Yes, you can get a Life Insurance Policy on anyone as long as you can prove “insurable interest” and “consent” of the person to be insured. In case you miss these specifics, insurance companies won’t allow you to get the policy.
You might be wondering the first line itself contains two heavy terms – insurable interest and consent. Don’t worry, we will understand them first, then explore for whom and how you can get a life insurance policy.
There is also a Frequently Asked Questions section in the last that contains answers to questions popping in your mind while brainstorming this topic.
Insurable interest is the reasonable interest of an individual to get insurance for another individual against unwanted events like death, losses, and others.
You can understand it this way –
Life insurance provides financial protection in case the insured person dies. Then, a pre-decided sum or percentage of money is paid to the individual (can also be the nominee) hurt financially because of that person’s death.
Here the person affected financially is said to have an insurable interest with the insured person. In other words, the individual with an insurable interest will be affected financially when the insured person dies.
Yes, you can say that there is a catch in getting the life insurance policy for anyone. He or she needs to be someone whose death will affect you financially.
Many circumstances vote for insurable interest. Some examples are:
- Suppose that you are conjointly associated with the repayment of a debt or mortgage. If you can prove that, you can get a life insurance policy on your partner.

> [EXCERPTED DATA]
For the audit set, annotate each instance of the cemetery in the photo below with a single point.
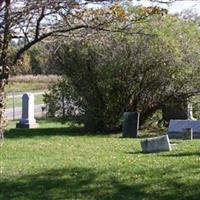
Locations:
(99, 100)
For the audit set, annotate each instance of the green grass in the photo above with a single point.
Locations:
(18, 101)
(57, 162)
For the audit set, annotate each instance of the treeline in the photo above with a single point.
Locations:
(109, 73)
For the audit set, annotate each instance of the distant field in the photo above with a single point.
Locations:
(26, 83)
(18, 101)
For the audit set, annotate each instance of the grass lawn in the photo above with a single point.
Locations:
(57, 162)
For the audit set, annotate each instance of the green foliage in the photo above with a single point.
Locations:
(62, 100)
(132, 72)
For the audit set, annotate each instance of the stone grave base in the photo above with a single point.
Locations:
(156, 144)
(32, 125)
(177, 128)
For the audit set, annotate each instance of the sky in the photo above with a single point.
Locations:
(174, 7)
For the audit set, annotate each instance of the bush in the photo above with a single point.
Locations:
(61, 100)
(132, 72)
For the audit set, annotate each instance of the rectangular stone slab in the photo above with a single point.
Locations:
(176, 128)
(156, 144)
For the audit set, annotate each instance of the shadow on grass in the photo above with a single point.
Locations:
(182, 154)
(83, 183)
(74, 183)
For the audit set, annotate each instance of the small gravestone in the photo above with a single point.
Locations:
(187, 134)
(177, 128)
(130, 124)
(28, 119)
(156, 144)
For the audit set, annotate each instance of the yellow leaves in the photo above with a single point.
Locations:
(118, 11)
(147, 11)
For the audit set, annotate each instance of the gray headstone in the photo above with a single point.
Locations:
(28, 119)
(130, 124)
(156, 144)
(188, 134)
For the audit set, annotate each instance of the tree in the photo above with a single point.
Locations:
(129, 72)
(31, 21)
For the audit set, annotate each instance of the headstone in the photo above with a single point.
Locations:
(190, 112)
(28, 119)
(181, 128)
(177, 128)
(156, 144)
(130, 124)
(188, 134)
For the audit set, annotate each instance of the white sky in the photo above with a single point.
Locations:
(174, 7)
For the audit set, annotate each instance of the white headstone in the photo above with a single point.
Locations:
(177, 128)
(28, 119)
(190, 112)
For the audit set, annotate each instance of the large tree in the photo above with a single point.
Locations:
(31, 21)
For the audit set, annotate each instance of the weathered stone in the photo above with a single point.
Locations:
(156, 144)
(187, 134)
(28, 119)
(177, 128)
(130, 124)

> [CHECK YOUR UNDERSTANDING]
a) From the text on life insurance, reproduce the passage that opens with the words "Yes, you can say" and closes with "affect you financially.", copying it word for word.
b) List every sentence in the life insurance text that contains the phrase "insurable interest," in any capitalization.
c) Resume the life insurance text from the point where it stops.

> [ANSWERS]
a)
Yes, you can say that there is a catch in getting the life insurance policy for anyone. He or she needs to be someone whose death will affect you financially.

b)
- Yes, you can get a Life Insurance Policy on anyone as long as you can prove “insurable interest” and “consent” of the person to be insured.
- You might be wondering the first line itself contains two heavy terms – insurable interest and consent.
- Insurable interest is the reasonable interest of an individual to get insurance for another individual against unwanted events like death, losses, and others.
- Here the person affected financially is said to have an insurable interest with the insured person.
- In other words, the individual with an insurable interest will be affected financially when the insured person dies.
- Many circumstances vote for insurable interest.

c)
- Suppose that your father borrowed money from you, and it will be lost in case of his unfortunate death. You can buy an insurance policy on him and secure your money.
- If you are in a business relationship and you’re going to suffer financially because of your business partner’s death. To avoid becoming a victim of such a situation, you can get a life insurance policy on him/her.
Another thing you require to get other people a life insurance policy is his or her consent. Consent is the mutual agreement between two parties over the same thing.
In the world of life insurance, consent is approving, permitting, or allowing a person to take out the life insurance policy on another person’s behalf.
Consent makes it extremely difficult to purchase a policy on someone else’s life. It is essential that he or she is aware of it and signs the paperwork. If not, insurance agencies will decline the application.
For Whom You Can Get A Life Insurance Policy?
By now, you might have understood that two things are essential to buy an insurance policy for someone else – insurable interest and consent of the person to be insured.
But who is that someone else or the person to be insured?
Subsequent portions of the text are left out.